RECORDS TO PROCESS

━━━━━━

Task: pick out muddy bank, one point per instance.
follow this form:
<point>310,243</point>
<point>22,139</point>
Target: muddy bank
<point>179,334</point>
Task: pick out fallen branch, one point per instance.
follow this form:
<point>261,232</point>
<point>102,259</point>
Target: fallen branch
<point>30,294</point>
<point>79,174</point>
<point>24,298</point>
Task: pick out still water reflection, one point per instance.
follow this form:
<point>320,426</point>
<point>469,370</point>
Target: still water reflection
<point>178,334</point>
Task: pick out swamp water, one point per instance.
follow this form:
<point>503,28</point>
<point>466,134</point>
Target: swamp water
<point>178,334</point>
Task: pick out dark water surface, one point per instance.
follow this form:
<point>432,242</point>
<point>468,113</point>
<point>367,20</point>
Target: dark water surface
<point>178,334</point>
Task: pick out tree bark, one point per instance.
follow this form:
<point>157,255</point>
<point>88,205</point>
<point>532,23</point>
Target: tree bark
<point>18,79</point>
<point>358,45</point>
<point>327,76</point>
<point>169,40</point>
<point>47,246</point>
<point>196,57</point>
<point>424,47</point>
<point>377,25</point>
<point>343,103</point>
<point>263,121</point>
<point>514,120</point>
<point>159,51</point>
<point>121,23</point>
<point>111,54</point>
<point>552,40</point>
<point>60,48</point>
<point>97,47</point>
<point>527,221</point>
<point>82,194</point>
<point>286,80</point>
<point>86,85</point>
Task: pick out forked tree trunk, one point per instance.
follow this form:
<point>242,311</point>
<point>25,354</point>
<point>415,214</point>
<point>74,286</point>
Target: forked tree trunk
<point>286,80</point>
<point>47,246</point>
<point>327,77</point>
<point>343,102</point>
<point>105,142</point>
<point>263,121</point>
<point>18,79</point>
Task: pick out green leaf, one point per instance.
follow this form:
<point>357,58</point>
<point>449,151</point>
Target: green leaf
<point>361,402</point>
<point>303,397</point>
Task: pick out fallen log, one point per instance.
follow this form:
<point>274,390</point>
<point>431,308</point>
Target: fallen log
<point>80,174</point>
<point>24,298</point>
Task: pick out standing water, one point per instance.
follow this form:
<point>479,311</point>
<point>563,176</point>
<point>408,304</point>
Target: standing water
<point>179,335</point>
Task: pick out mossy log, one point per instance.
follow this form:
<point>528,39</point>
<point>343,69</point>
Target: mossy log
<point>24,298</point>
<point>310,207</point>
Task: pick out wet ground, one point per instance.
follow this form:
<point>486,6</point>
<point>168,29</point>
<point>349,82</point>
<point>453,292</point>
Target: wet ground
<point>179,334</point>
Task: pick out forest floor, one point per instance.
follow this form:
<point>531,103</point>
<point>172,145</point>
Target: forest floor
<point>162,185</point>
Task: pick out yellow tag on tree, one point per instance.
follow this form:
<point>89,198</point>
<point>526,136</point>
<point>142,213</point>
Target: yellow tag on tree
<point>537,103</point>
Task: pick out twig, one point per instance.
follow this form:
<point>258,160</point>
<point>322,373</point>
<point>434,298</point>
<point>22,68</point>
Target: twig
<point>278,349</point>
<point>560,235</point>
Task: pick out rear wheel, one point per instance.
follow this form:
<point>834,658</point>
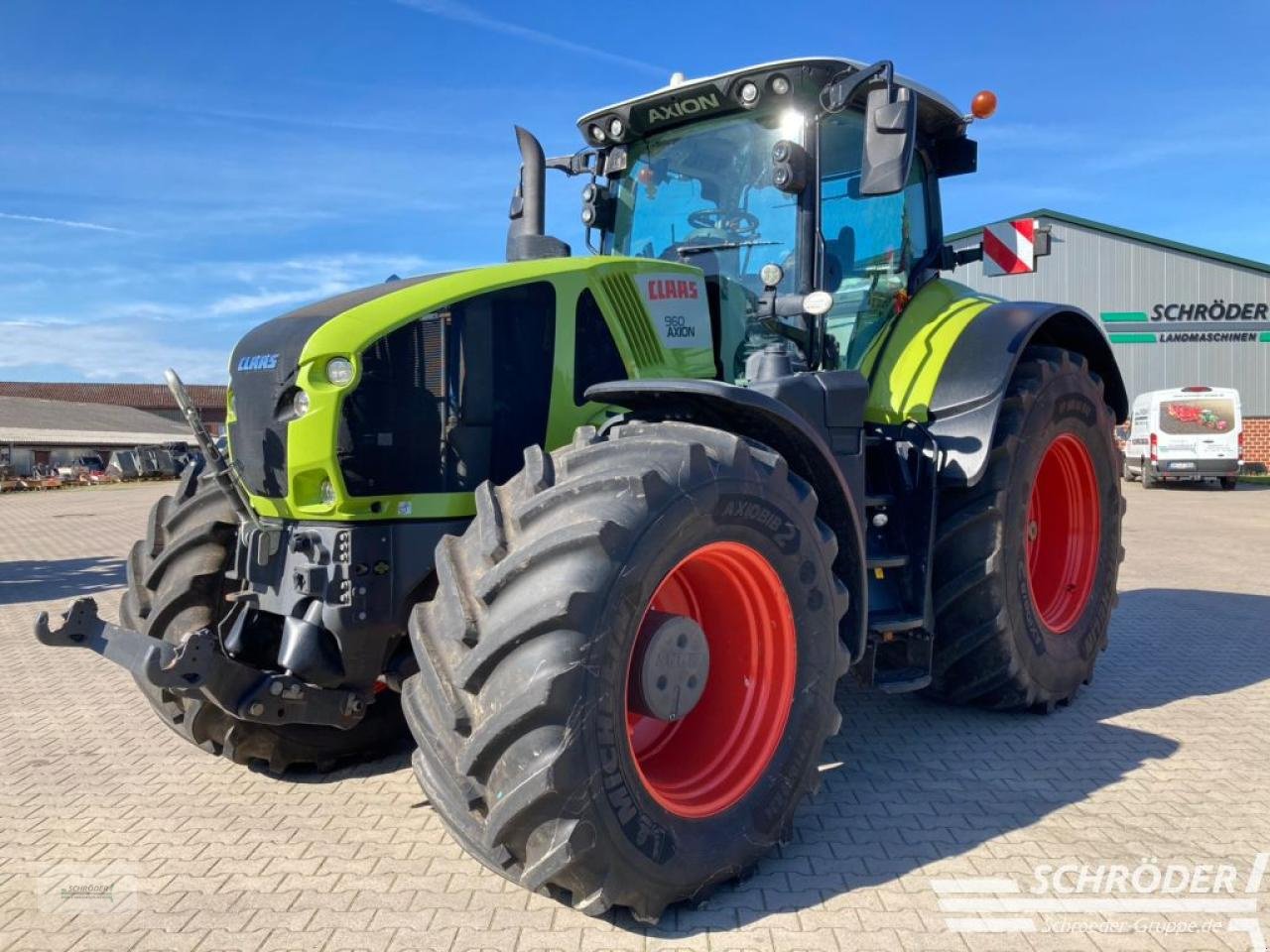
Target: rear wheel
<point>1026,560</point>
<point>177,584</point>
<point>627,671</point>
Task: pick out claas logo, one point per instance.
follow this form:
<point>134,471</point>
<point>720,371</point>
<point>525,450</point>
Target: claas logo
<point>258,362</point>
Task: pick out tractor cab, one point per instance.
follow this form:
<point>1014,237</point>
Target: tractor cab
<point>779,180</point>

━━━━━━

WHAT YOU SHOULD DO
Reproduce each line of the records exactly, and omit every picture.

SOLUTION FOR THIS PROBLEM
Task: pick out muddy bank, one point per instance.
follow this form:
<point>310,243</point>
<point>22,139</point>
Target: muddy bank
<point>179,334</point>
Task: pick out fallen branch, one point per instance.
follow this form:
<point>261,232</point>
<point>102,259</point>
Target: fallen branch
<point>30,294</point>
<point>79,174</point>
<point>24,298</point>
Task: pick out still water reflection, one point per instance.
follow this form:
<point>320,426</point>
<point>469,370</point>
Target: still water reflection
<point>178,334</point>
Task: pick out swamp water, one point per instance.
follow this form:
<point>503,28</point>
<point>466,134</point>
Target: swamp water
<point>178,334</point>
Task: pick out dark water surface, one point per instance.
follow this form:
<point>432,242</point>
<point>468,113</point>
<point>367,20</point>
Target: dark water surface
<point>178,334</point>
Task: pick out tree bark, one point per instance.
follow this form:
<point>157,255</point>
<point>88,205</point>
<point>532,23</point>
Target: tree bark
<point>18,79</point>
<point>358,45</point>
<point>327,76</point>
<point>169,40</point>
<point>47,246</point>
<point>196,57</point>
<point>424,47</point>
<point>377,25</point>
<point>343,103</point>
<point>263,121</point>
<point>514,120</point>
<point>159,51</point>
<point>121,23</point>
<point>111,54</point>
<point>552,40</point>
<point>60,48</point>
<point>97,47</point>
<point>527,221</point>
<point>82,194</point>
<point>286,80</point>
<point>86,85</point>
Task: pick out forked tree trunk, one point per instance.
follow this form:
<point>242,311</point>
<point>25,354</point>
<point>415,214</point>
<point>74,286</point>
Target: forked tree trunk
<point>286,80</point>
<point>47,246</point>
<point>327,77</point>
<point>343,102</point>
<point>105,142</point>
<point>263,121</point>
<point>18,79</point>
Task: pick out green leaf, one point per instance.
follow this form:
<point>357,58</point>
<point>449,151</point>
Target: green leaf
<point>361,402</point>
<point>303,397</point>
Task: pick out fallen log, one point per instance.
follow this form:
<point>274,390</point>
<point>431,308</point>
Target: fallen log
<point>80,174</point>
<point>24,298</point>
Task: pick out standing water, one point per instance.
follow this form:
<point>479,311</point>
<point>563,176</point>
<point>408,304</point>
Target: standing water
<point>179,335</point>
Task: pick out mossy log, one point per instance.
follow this form:
<point>528,39</point>
<point>343,69</point>
Target: mossy log
<point>24,298</point>
<point>310,207</point>
Task: pick out wet ground, one point per instance.
follow this form:
<point>486,6</point>
<point>168,29</point>
<point>349,82</point>
<point>453,292</point>
Target: wet ground
<point>179,334</point>
Task: pick out forest floor, one point per instance.
follow this form:
<point>531,103</point>
<point>172,145</point>
Target: forest floor
<point>162,185</point>
Task: pick out yellow tag on tree, one point per instance.
follow this form:
<point>89,198</point>
<point>526,136</point>
<point>142,213</point>
Target: yellow tag on tree
<point>537,103</point>
Task: pick out twig, one point per instance.
follow this form:
<point>258,160</point>
<point>322,373</point>
<point>434,298</point>
<point>22,68</point>
Target: twig
<point>278,349</point>
<point>560,235</point>
Task: pick out rear wheel, one point per instance.
follow this form:
<point>834,658</point>
Target: rear wheel
<point>1026,560</point>
<point>177,584</point>
<point>627,671</point>
Task: pick out claas logo, one point per instance.
follow this form:
<point>134,471</point>
<point>720,371</point>
<point>525,450</point>
Target: claas logo
<point>258,362</point>
Task: pick out tractor cab, one point per instance.
follow this form:
<point>1014,237</point>
Target: tractor cab
<point>779,180</point>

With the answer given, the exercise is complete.